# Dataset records
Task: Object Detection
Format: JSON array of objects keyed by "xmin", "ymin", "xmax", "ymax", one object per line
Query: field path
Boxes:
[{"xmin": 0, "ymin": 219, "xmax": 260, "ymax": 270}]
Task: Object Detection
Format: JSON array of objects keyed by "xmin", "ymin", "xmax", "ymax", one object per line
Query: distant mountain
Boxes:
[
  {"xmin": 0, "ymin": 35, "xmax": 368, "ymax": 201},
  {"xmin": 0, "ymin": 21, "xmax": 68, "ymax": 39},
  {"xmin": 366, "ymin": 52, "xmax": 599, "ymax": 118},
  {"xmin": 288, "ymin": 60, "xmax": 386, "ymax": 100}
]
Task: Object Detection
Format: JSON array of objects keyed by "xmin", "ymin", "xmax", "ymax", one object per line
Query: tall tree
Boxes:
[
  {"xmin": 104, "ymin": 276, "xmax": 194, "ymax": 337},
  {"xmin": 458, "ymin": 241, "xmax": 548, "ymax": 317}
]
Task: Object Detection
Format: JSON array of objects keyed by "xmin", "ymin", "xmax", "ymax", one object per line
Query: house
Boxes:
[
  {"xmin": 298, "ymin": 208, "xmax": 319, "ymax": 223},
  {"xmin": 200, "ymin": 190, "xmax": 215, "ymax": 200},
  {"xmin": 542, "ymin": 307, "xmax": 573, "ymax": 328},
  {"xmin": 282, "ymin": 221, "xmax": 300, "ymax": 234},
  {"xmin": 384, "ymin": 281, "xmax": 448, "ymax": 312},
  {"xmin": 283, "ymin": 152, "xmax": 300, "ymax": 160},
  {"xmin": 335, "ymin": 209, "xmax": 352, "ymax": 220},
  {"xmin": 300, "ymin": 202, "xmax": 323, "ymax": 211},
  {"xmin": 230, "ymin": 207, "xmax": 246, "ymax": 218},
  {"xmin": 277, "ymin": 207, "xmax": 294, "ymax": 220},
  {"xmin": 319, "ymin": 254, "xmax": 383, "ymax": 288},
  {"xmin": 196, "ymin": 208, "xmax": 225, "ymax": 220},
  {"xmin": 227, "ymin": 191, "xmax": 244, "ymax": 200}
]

# SET TASK
Please write out these lines again, putting "Object Localization" wherever "Object Detection" occurs and changing nothing else.

# FULL ANSWER
Task: Object Localization
Format: JSON array of objects keyed by "xmin", "ymin", "xmax", "ymax", one object per line
Query: field path
Boxes:
[{"xmin": 0, "ymin": 219, "xmax": 260, "ymax": 270}]
Task: Object Localization
Format: JSON array of objects keyed by "xmin", "ymin", "xmax", "ymax", one object per line
Query: distant mountain
Boxes:
[
  {"xmin": 0, "ymin": 35, "xmax": 368, "ymax": 201},
  {"xmin": 0, "ymin": 21, "xmax": 68, "ymax": 39},
  {"xmin": 366, "ymin": 52, "xmax": 599, "ymax": 118},
  {"xmin": 288, "ymin": 60, "xmax": 386, "ymax": 100}
]
Task: Object Localization
Format: JSON array of objects keyed by "xmin", "ymin", "xmax", "ymax", one object per line
Query: tall tree
Boxes:
[
  {"xmin": 104, "ymin": 276, "xmax": 194, "ymax": 337},
  {"xmin": 458, "ymin": 241, "xmax": 548, "ymax": 317}
]
Task: Object Localization
Format: JSON array of objects keyed by "xmin", "ymin", "xmax", "ymax", one object per line
Query: house
Boxes:
[
  {"xmin": 298, "ymin": 208, "xmax": 319, "ymax": 223},
  {"xmin": 200, "ymin": 190, "xmax": 215, "ymax": 200},
  {"xmin": 542, "ymin": 307, "xmax": 573, "ymax": 328},
  {"xmin": 282, "ymin": 221, "xmax": 300, "ymax": 234},
  {"xmin": 384, "ymin": 281, "xmax": 448, "ymax": 312},
  {"xmin": 283, "ymin": 152, "xmax": 300, "ymax": 160},
  {"xmin": 335, "ymin": 209, "xmax": 352, "ymax": 220},
  {"xmin": 300, "ymin": 202, "xmax": 323, "ymax": 211},
  {"xmin": 230, "ymin": 207, "xmax": 246, "ymax": 218},
  {"xmin": 277, "ymin": 207, "xmax": 294, "ymax": 220},
  {"xmin": 319, "ymin": 254, "xmax": 383, "ymax": 288},
  {"xmin": 196, "ymin": 208, "xmax": 225, "ymax": 220},
  {"xmin": 227, "ymin": 191, "xmax": 244, "ymax": 200}
]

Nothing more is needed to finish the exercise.